## SELECTED PASSAGE:
※ ※ ※

“Excellence in the Early Years” Network
Each participant in this network conducted a piece of action research and collaborative ethnography which focused on analysing their children’s needs, evaluating the impact of their existing practice and developing their own theories on how they can improve the effectiveness of their practice.
Here are edited highlights of the research’s impacts:
What impact does high quality adult interaction have on the attainment of EAL children in a nursery setting?
Autumn data showed that 39.6% of children were working at or above nursery entry expectations in Communication and Language on arrival. By the Summer Term, 81.1% of the children were working at or above age related expectation. The intervention not only had a massive impact on the EAL children but had a significant and positive impact on all of the children within the nursery. (Jessica Sharkey.)
Would a “Gender Balanced” workforce within an early years setting increase the attainment of boys, closing the gender gap in attainment?
Boys attainment was 16% higher than the Borough average. Boys attainment was 8% higher than girls in Personal Social Emotional development (96% inline to secure a Good Level of Development) Boys attainment was 3% higher than girls in Communication and Language (94% GLD) Boys attainment was 17% higher than girls in Physical Development (98% GLD) ( Dan Lea)
Would it be possible to turn the world of Maths into an exciting place to be in and find ways into Mathematics for all children and develop a learning environment that supports mathematical thinking?
We reduced the % of children below expectation, in Number, by 19.9% and increased % of children at or exceeding expectation by 33.4%. In Space, shape and measures, we reduced the % of children below expectation by 13.3% and increased % of children at or exceeding expectation by 26.7%. (Monika Polakovicova)
Promoting self-regulation in Nursery to increase children’s attainment in Physical Development? There has been a marked improvement in the progress children have made in the areas of PD, CL and PSED. Children are displaying more effective teamwork to share resources and complete tasks. Behaviour has improved as children are able to control their emotions. Children are independent in their activities and are attempting to do things by themselves. PROGRESS: PD – 89% have made the expected progress or more since the beginning of year to end of spring. PROGRESS: CL – 73% have made the expected progress or more since the beginning of year to end of spring. PROGRESS: PSED – 81% have made the expected progress or more since the beginning of the year to end of spring. (Miriam Razzaq)
Does the application of self-regulation in Reception support children to reach age expected levels in PSED?
80% of children were below age expected, 20% of children were at age expected and 0% were above age expected in Managing Feelings and Behaviour for Reception. Now (Spring 2): 26% of children below age expected, 47% of children at age expected and 27% above age expected in Managing Feelings and Behaviour for Reception. 86% of children were below age expected, 14% of children were at age expected and 0% were above age expected in Self-confidence and Self-awareness for Reception. Now (Spring 2): 22% of children below age expected, 40% of children at age expected and 38% above age expected in Managing Feelings and Behaviour for Reception. (Hayley Powell)

※ ※ ※

## SET EXERCISE 1:
Summarize the network highlights in two sentences.
## SET EXERCISE 2:
In the network highlights, what percentage of children in the EAL nursery study were working at or above age-related expectation by the Summer Term?
## SET EXERCISE 3:
Pick up the network highlights after their last sentence and continue them.
The data after this point comes from a separate source, unrelated to the network highlights.

※ ※ ※

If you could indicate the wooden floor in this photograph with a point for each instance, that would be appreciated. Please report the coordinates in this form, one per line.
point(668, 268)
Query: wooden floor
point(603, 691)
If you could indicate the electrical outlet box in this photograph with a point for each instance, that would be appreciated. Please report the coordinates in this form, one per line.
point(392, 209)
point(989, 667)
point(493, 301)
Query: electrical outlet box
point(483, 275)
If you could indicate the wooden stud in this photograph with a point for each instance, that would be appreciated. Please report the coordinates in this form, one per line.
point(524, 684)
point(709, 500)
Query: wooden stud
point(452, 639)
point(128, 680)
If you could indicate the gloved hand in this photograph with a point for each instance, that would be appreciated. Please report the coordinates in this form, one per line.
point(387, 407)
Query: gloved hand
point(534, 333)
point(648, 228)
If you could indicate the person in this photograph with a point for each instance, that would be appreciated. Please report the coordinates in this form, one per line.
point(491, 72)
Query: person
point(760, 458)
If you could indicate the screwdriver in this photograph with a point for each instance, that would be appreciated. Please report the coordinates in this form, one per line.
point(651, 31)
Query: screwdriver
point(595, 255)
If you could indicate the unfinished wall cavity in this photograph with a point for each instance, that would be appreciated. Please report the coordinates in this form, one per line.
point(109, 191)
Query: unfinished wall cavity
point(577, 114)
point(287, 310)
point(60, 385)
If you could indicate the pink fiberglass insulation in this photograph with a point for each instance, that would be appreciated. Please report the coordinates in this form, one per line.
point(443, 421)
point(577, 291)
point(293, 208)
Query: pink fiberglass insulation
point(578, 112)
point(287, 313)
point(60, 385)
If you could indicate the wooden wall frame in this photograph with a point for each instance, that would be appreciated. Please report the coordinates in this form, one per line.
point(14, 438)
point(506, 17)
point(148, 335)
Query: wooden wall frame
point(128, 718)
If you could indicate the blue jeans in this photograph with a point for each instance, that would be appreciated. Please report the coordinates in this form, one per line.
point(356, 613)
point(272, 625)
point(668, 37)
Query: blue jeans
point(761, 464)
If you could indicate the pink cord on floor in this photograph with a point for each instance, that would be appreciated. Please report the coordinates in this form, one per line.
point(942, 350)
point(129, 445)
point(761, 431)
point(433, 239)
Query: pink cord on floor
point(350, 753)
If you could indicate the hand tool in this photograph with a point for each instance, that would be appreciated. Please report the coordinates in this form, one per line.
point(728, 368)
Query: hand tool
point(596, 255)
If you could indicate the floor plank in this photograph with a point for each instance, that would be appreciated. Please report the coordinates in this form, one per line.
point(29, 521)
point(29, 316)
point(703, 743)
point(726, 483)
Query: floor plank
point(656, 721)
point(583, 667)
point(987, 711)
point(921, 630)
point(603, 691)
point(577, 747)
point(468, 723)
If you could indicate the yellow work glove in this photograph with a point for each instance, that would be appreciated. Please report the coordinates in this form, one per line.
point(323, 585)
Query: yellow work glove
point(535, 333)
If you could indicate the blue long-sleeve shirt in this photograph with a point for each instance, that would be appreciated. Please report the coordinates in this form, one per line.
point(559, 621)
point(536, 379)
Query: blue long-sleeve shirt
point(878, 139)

※ ※ ※

## EXERCISE ANSWER 1:
Each participant in the "Excellence in the Early Years" network carried out action research and collaborative ethnography to analyze their children's needs, evaluate their existing practice, and develop theories on improving it. The reported impacts include higher Communication and Language attainment for EAL nursery children, boys' attainment above the Borough average, gains in Maths, and progress from self-regulation work in Nursery and Reception.

## EXERCISE ANSWER 2:
81.1%

## EXERCISE ANSWER 3:
Will an increase in adult interaction avoid a “plateauing” of autumn born children’s progress and attainment in reception? This project contributed towards the children being in line to achieve the following data: PSE 97% good level of development or higher. C&L 96% good level of development or higher. PD 97% good level of development or higher. (Fameeda Patel)
Does the implementation of the Key person role in Nursery support the development of children’s PSED skills?
Data has shown: Improvement in all areas of the children’s Personal, Social and Emotional Development. An increased amount of child lead interactions, with adults. Children are confident to speak to their Key Person. Children are more confident to talk in their Key groups. Children are more confident to talk to their peers. Key Persons know their key children well- they are starting to adapt planning and activities for the children who are in their key groups. (Mandy Kitchener)
Will a focus on leadership result in consistent high quality provision and raise pupil achievement in Nursery?
The results represent a very high rate of progress and the level of attainment is also higher than last year. PSE: percentages moved from 70% children below expectations to 58% at and 37% above expectations. CL: percentages moved from 70% children below expectations to 83% at and 14% above expectations. PD: percentages moved from 52% children below expectations to 80% at and 18% above expectations. Nursery staff take a more proactive role in nursery life. High quality adult-child interactions are consistently seen. The nursery is a positive learning environment where risks are encouraged and mistakes are opportunities for further learning. (Fatma Suleiman)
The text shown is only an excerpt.